WHAT THE TASK REQUIRES »
Transcribe each record below word for word.

— Begin DATASET RECORDS —

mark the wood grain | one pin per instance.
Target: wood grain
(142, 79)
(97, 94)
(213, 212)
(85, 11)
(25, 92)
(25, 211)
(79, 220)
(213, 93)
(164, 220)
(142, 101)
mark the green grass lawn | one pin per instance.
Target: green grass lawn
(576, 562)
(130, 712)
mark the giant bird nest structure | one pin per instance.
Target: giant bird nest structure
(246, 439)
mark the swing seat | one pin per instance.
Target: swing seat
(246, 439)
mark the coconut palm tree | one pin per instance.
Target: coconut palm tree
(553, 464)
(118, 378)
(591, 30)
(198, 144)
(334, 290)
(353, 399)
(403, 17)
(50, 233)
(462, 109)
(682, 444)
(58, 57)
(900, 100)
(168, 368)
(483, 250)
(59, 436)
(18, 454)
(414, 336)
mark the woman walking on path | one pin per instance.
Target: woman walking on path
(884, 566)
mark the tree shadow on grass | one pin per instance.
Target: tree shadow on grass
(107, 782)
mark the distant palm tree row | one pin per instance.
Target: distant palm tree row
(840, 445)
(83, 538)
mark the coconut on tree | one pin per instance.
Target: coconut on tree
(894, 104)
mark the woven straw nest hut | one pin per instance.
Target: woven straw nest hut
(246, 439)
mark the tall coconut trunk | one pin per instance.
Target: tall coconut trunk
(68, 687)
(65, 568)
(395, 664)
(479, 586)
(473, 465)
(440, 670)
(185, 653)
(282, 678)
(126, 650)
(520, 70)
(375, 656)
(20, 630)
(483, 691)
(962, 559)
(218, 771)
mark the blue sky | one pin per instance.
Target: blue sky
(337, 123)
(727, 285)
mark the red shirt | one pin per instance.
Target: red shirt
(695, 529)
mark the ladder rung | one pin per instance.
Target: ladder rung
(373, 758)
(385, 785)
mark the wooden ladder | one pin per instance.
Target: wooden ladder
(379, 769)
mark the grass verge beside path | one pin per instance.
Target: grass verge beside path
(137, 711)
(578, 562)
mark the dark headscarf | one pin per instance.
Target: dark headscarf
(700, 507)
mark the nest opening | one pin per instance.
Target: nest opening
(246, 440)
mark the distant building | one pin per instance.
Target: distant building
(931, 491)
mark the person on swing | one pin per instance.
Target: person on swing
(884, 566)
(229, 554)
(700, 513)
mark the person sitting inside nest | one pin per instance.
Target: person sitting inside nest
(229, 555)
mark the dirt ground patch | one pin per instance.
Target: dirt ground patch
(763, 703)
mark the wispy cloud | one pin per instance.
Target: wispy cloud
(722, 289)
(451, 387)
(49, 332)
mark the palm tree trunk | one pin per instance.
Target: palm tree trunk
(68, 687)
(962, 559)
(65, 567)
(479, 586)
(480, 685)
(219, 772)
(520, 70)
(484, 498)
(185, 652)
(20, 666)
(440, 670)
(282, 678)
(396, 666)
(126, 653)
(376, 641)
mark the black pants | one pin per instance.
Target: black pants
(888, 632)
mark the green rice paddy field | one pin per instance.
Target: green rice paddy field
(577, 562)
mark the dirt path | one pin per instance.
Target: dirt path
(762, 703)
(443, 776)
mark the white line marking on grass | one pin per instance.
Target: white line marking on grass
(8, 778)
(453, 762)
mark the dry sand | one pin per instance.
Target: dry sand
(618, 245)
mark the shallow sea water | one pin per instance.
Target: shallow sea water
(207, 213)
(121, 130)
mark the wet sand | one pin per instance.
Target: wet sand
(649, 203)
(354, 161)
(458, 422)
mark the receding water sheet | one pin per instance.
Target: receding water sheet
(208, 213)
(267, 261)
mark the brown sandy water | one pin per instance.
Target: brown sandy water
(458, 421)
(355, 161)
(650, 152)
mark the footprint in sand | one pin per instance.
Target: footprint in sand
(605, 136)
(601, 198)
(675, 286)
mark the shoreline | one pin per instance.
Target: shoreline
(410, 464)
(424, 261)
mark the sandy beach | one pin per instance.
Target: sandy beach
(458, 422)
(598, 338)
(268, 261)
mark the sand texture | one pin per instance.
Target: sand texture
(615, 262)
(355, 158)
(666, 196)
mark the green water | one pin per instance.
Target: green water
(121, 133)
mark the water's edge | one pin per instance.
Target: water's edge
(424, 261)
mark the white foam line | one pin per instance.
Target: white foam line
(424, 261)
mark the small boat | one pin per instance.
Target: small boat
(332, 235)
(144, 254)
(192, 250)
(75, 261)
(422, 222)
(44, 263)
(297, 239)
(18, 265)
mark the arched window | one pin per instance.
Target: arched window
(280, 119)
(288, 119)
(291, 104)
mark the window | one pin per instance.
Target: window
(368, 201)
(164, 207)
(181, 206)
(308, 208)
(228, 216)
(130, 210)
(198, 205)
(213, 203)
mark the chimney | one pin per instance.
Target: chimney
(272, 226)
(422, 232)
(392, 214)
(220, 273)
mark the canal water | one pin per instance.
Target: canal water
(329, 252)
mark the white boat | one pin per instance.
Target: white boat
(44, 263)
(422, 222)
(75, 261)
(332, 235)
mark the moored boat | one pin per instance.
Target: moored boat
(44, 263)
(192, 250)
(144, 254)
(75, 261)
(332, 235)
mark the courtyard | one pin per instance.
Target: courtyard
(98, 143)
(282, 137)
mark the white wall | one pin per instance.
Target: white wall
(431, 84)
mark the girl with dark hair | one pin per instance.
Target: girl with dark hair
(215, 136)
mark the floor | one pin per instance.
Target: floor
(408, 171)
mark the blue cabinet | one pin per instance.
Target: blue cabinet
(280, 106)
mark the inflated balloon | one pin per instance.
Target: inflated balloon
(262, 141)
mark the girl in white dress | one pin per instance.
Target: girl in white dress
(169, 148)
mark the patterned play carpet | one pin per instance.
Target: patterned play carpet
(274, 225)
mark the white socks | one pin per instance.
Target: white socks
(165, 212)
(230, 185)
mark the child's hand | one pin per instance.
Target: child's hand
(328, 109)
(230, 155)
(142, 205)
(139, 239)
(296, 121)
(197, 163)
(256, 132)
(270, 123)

— End DATASET RECORDS —

FULL SOLUTION »
mark the wood grain | one pin per instance.
Target: wood grain
(142, 79)
(97, 94)
(213, 212)
(85, 11)
(25, 92)
(25, 211)
(79, 220)
(213, 93)
(164, 220)
(142, 101)
mark the green grass lawn | one pin per instance.
Target: green grass lawn
(576, 562)
(130, 712)
mark the giant bird nest structure | one pin per instance.
Target: giant bird nest structure
(246, 439)
mark the swing seat | one pin per instance.
Target: swing seat
(246, 439)
mark the coconut palm tree | one pin per instance.
Target: coconut palm tree
(553, 464)
(118, 378)
(591, 30)
(198, 144)
(334, 290)
(353, 399)
(403, 17)
(50, 233)
(462, 109)
(682, 444)
(58, 57)
(900, 100)
(168, 368)
(483, 250)
(59, 436)
(18, 454)
(414, 336)
mark the woman walking on path | one pin per instance.
Target: woman walking on path
(884, 566)
mark the tree shadow on grass | one pin per instance.
Target: tree shadow on grass
(107, 782)
mark the distant palm tree row | one pin per instance.
Target: distant palm tree row
(840, 445)
(83, 538)
mark the coconut on tree | one pin per instance.
Target: coconut on tree
(894, 104)
mark the woven straw nest hut | one pin per instance.
Target: woven straw nest hut
(246, 439)
mark the tall coconut trunk | one pin per instance.
Target: tall coconut trunk
(68, 687)
(65, 568)
(395, 664)
(479, 586)
(473, 465)
(440, 670)
(185, 653)
(282, 678)
(126, 650)
(520, 70)
(375, 656)
(20, 630)
(483, 691)
(962, 559)
(218, 771)
mark the blue sky | one pin per instance.
Target: blue sky
(337, 123)
(727, 285)
mark the red shirt | one pin per instance.
Target: red shirt
(695, 529)
mark the ladder rung | one pin per instance.
Target: ladder rung
(373, 758)
(385, 785)
mark the wooden ladder | one pin per instance.
Target: wooden ladder
(379, 769)
mark the grass verge beside path | one pin per instance.
Target: grass verge beside path
(137, 711)
(578, 562)
mark the dark headscarf | one pin per instance.
Target: dark headscarf
(700, 507)
mark the nest opening | one pin per instance.
Target: nest opening
(246, 440)
mark the distant building | one pin per instance.
Target: distant building
(931, 491)
mark the person on swing | one pin per instance.
Target: person on swing
(884, 566)
(229, 554)
(700, 513)
mark the person sitting inside nest | one pin per instance.
Target: person sitting inside nest
(229, 555)
mark the dirt ground patch | one pin per instance.
Target: dirt ground patch
(763, 703)
mark the wispy cloud | one pin per instance.
Target: wispy cloud
(722, 289)
(451, 387)
(49, 332)
mark the palm tree trunk | one pin per instance.
Target: palm tree trunk
(68, 687)
(962, 559)
(65, 567)
(479, 586)
(480, 685)
(219, 772)
(520, 70)
(484, 498)
(185, 652)
(20, 666)
(440, 670)
(282, 678)
(396, 666)
(126, 653)
(376, 641)
mark the black pants | one pin per instance.
Target: black pants
(888, 632)
mark the green rice paddy field | one pin per instance.
Target: green rice paddy field
(577, 562)
mark the dirt path | one pin per instance.
Target: dirt path
(762, 703)
(443, 776)
mark the white line marking on grass | one pin per instance.
Target: white line marking on grass
(8, 778)
(453, 762)
mark the dry sand | one pin per instance.
Target: dry sand
(618, 245)
mark the shallow sea water | one pin per instance.
Target: shallow sea water
(207, 213)
(121, 130)
mark the wet sand | one pin per instance.
Target: wet sand
(649, 203)
(354, 161)
(458, 422)
mark the receding water sheet | one pin per instance.
Target: receding water sheet
(208, 213)
(267, 261)
mark the brown sandy water | one pin per instance.
Target: brown sandy water
(458, 421)
(355, 161)
(650, 152)
mark the footprint in sand | one pin per instance.
Target: footprint in sand
(605, 136)
(601, 198)
(675, 286)
mark the shoreline | one pin per instance.
Target: shoreline
(410, 464)
(424, 261)
mark the sandy beach | one pin per instance.
Target: sandy beach
(458, 422)
(598, 338)
(268, 261)
mark the sand texture | one pin per instance.
Target: sand texture
(615, 262)
(355, 158)
(666, 196)
mark the green water | one pin per instance.
Target: green water
(121, 133)
mark the water's edge | one pin per instance.
Target: water's edge
(424, 261)
mark the white foam line | one pin per instance.
Target: white foam line
(424, 261)
mark the small boat | one pin per instance.
Target: small boat
(332, 235)
(144, 254)
(192, 250)
(75, 261)
(422, 222)
(44, 263)
(297, 239)
(18, 265)
mark the arched window | one pin per instance.
Target: arched window
(280, 119)
(288, 119)
(291, 104)
mark the window | one pin per instance.
Target: window
(368, 201)
(164, 207)
(181, 206)
(308, 208)
(228, 216)
(130, 210)
(198, 205)
(213, 203)
mark the chimney | one pin per instance.
Target: chimney
(272, 226)
(422, 232)
(392, 214)
(220, 273)
mark the canal water | one pin per instance.
Target: canal water
(329, 252)
mark the white boat | one pin per instance.
Target: white boat
(44, 263)
(422, 222)
(75, 261)
(332, 235)
mark the moored boat | one pin per instance.
Target: moored boat
(44, 263)
(192, 250)
(144, 254)
(75, 261)
(332, 235)
mark the courtyard | one pin per instance.
Target: courtyard
(98, 143)
(282, 137)
mark the white wall | one pin per instance.
Target: white wall
(431, 84)
mark the girl with dark hair | one pin per instance.
Target: girl with dark hair
(215, 136)
mark the floor | one pin per instance.
Target: floor
(408, 171)
mark the blue cabinet | one pin per instance.
Target: blue cabinet
(280, 106)
mark the inflated balloon | one pin per instance.
Target: inflated balloon
(262, 141)
mark the girl in white dress | one pin per instance.
Target: girl in white dress
(169, 148)
mark the patterned play carpet | one pin per instance.
Target: patterned play carpet
(274, 225)
mark the white socks | one pin per instance.
Target: white socks
(165, 212)
(230, 185)
mark the child's hand | one pin per instance.
Target: child's hand
(328, 109)
(230, 155)
(142, 205)
(139, 239)
(296, 121)
(197, 163)
(256, 132)
(270, 123)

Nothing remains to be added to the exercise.